— START Extract provided —

Further, although in several embodiments depicted above, the image forming apparatus is configured as a tandem color printer that employs four imaging stations arranged sequentially along an intermediate transfer belt, alternatively, instead, the media stripping mechanism according to this patent specification may be applicable to any type of imaging system that includes a pair of opposed rotary members disposed opposite to each other to form a nip therebetween, in particular, one that incorporates a fixing capability to fix a toner image in place on a recording medium conveyed thorough a fixing nip.

For example, the printer section may employ any number of imaging stations or primary colors associated therewith, e.g., a full-color process with three primary colors, a bi-color process with two primary colors, or a monochrome process with a single primary color. The order in which the multiple imaging stations are arranged sequentially along the intermediate transfer belt may be different than that depicted herein.

Further, instead of a tandem printing system, the printing section may employ any suitable imaging process for producing a toner image on a recording medium, such as one that employs a single photoconductor surrounded by multiple development devices for different primary colors, or one that employs a photoconductor in conjunction with a rotary or revolver development system rotatable relative to the photoconductive surface.

Furthermore, the image forming apparatus according to this patent specification may be applicable to any type of electrophotographic imaging systems, such as photocopiers, printers, facsimiles, and multifunctional machines incorporating several of such imaging functions.

Numerous additional modifications and variations are possible in light of the above teachings. It is therefore to be understood that, within the scope of the appended claims, the disclosure of this patent specification may be practiced otherwise than as specifically described herein.

— END Extract provided —

- [Set tasks]:
1. According to the patent excerpt, which types of electrophotographic imaging systems may the image forming apparatus be applied to?
2. Using the patent excerpt, explain why the disclosure may be practiced otherwise than as specifically described.
3. Decide whether each statement agrees with the patent excerpt, answering yes or no and quoting the deciding words: (a) The media stripping mechanism applies only to tandem color printers. (b) The imaging stations must be arranged along the intermediate transfer belt in the order depicted. (c) A bi-color process uses two primary colors.

— START Supplied data —

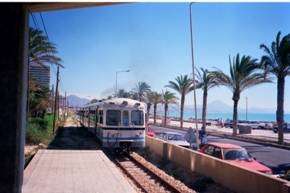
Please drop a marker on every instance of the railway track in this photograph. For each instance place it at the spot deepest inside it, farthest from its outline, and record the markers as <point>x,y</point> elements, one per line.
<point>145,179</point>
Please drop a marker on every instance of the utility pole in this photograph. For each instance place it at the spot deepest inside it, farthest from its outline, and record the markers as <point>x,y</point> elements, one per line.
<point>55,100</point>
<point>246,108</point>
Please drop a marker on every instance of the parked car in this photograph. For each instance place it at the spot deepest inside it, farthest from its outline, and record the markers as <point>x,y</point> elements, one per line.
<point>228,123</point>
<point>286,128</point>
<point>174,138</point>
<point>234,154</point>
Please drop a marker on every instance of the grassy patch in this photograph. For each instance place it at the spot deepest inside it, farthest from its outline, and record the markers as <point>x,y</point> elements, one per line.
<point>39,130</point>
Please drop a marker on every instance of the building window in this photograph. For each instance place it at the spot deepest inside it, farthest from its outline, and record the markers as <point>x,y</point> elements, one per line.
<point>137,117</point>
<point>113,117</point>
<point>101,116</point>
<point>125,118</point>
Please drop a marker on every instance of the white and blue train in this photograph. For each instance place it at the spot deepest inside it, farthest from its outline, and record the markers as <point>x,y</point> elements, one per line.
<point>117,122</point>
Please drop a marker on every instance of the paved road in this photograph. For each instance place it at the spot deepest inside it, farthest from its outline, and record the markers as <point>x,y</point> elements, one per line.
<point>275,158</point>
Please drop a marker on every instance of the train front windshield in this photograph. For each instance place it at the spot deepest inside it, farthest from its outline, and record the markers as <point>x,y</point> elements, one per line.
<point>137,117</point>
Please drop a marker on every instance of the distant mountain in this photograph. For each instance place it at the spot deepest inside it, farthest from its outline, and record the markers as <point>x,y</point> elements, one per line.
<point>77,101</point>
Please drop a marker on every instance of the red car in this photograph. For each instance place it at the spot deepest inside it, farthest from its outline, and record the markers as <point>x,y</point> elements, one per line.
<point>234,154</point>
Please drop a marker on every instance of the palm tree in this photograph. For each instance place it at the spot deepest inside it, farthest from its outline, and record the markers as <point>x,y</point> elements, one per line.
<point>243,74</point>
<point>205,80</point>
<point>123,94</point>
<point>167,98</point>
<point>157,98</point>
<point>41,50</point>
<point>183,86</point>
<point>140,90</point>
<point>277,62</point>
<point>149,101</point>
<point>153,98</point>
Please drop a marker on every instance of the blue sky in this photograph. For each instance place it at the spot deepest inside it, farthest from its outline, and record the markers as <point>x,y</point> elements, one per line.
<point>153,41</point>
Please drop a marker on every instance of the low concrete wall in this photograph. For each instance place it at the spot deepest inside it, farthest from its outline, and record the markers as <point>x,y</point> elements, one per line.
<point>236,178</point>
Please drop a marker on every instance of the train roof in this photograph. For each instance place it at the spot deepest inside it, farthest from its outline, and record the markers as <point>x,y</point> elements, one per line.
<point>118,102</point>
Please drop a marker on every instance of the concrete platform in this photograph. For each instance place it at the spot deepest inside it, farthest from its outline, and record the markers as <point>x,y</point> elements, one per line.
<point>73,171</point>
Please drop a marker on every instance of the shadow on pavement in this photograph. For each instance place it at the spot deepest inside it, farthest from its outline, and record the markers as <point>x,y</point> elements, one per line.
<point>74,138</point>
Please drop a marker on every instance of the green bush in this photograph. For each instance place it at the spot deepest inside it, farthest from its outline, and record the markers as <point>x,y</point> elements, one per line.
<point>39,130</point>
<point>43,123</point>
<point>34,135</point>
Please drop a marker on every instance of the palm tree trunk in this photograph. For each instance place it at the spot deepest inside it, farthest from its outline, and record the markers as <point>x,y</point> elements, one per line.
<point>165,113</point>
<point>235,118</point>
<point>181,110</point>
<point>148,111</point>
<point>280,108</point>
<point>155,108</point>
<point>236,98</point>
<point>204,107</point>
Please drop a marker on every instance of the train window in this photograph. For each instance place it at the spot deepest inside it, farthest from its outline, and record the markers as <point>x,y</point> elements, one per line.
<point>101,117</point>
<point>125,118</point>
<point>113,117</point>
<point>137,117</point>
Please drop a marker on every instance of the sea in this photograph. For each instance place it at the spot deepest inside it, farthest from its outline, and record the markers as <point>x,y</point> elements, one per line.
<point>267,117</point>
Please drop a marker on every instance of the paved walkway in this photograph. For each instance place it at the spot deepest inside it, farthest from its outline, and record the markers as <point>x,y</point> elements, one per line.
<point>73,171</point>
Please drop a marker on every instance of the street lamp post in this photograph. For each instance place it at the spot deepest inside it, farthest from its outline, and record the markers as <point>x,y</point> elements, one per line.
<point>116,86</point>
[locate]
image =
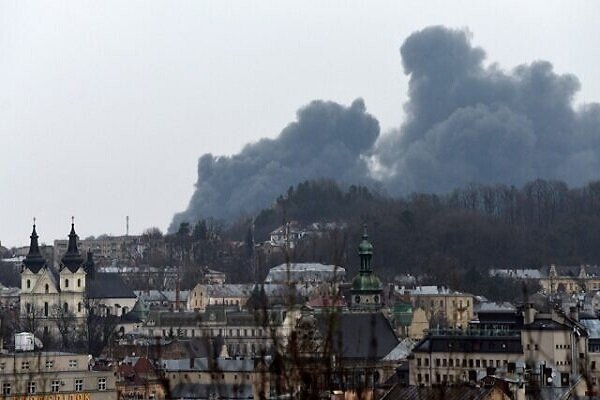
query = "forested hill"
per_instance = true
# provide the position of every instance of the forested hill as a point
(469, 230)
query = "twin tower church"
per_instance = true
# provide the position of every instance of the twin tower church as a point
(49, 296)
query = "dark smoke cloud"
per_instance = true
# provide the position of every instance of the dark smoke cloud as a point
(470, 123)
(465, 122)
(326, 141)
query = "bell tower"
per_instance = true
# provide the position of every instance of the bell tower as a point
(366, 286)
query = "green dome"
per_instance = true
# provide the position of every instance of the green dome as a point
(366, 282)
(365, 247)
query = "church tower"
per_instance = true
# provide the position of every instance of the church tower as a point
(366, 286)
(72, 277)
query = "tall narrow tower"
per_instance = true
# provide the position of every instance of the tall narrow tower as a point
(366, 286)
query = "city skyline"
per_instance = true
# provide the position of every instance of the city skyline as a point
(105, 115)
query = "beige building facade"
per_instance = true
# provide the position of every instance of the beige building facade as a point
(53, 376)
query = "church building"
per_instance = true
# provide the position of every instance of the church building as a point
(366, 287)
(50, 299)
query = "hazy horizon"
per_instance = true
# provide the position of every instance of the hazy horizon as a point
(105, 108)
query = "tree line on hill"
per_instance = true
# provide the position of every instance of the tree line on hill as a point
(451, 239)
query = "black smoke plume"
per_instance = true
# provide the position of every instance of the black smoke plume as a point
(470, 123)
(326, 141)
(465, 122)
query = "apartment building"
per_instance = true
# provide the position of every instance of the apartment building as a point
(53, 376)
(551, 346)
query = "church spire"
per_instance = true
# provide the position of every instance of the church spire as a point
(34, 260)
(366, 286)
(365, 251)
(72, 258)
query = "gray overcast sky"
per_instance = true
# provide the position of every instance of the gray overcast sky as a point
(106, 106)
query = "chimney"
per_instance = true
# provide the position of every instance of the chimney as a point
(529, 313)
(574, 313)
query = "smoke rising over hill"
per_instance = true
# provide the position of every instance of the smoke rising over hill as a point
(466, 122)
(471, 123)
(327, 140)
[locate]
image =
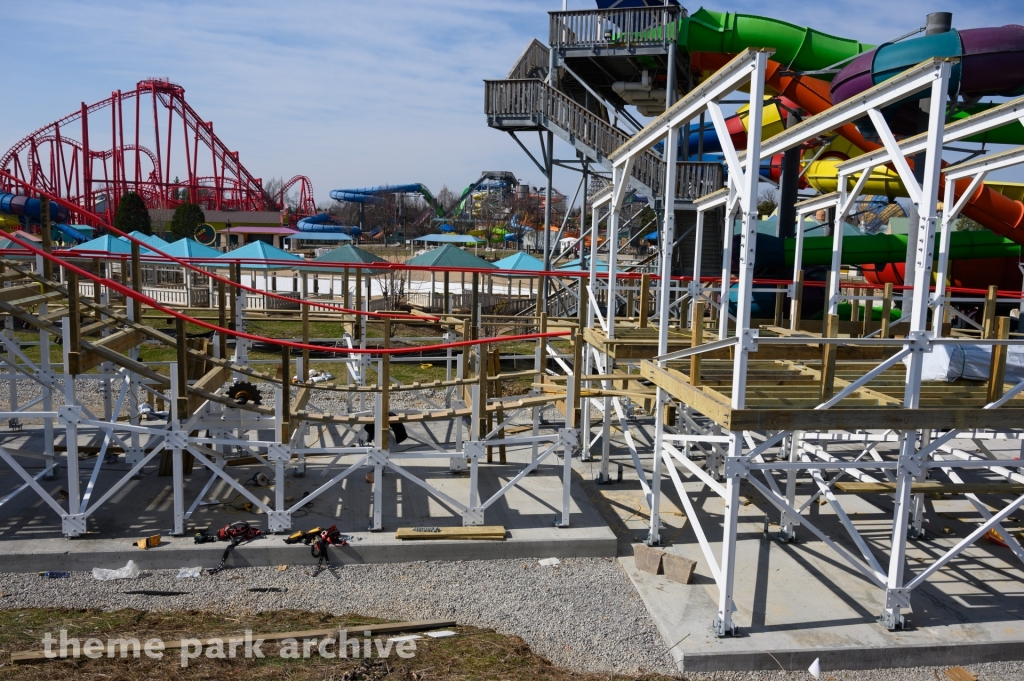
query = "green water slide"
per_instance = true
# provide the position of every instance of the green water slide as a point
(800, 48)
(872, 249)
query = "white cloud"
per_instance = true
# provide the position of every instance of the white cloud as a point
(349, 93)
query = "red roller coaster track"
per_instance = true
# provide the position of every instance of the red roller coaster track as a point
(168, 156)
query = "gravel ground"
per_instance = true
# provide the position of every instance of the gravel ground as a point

— END Supplied data —

- [Results for the exercise]:
1. Photocopiers, printers, facsimiles, and multifunctional machines incorporating several of such imaging functions.

2. Numerous additional modifications and variations are possible in light of the above teachings. Therefore, within the scope of the appended claims, the disclosure may be practiced otherwise than as specifically described.

3.
(a) No: "may be applicable to any type of imaging system that includes a pair of opposed rotary members disposed opposite to each other to form a nip therebetween"
(b) No: "may be different than that depicted herein"
(c) Yes: "a bi-color process with two primary colors"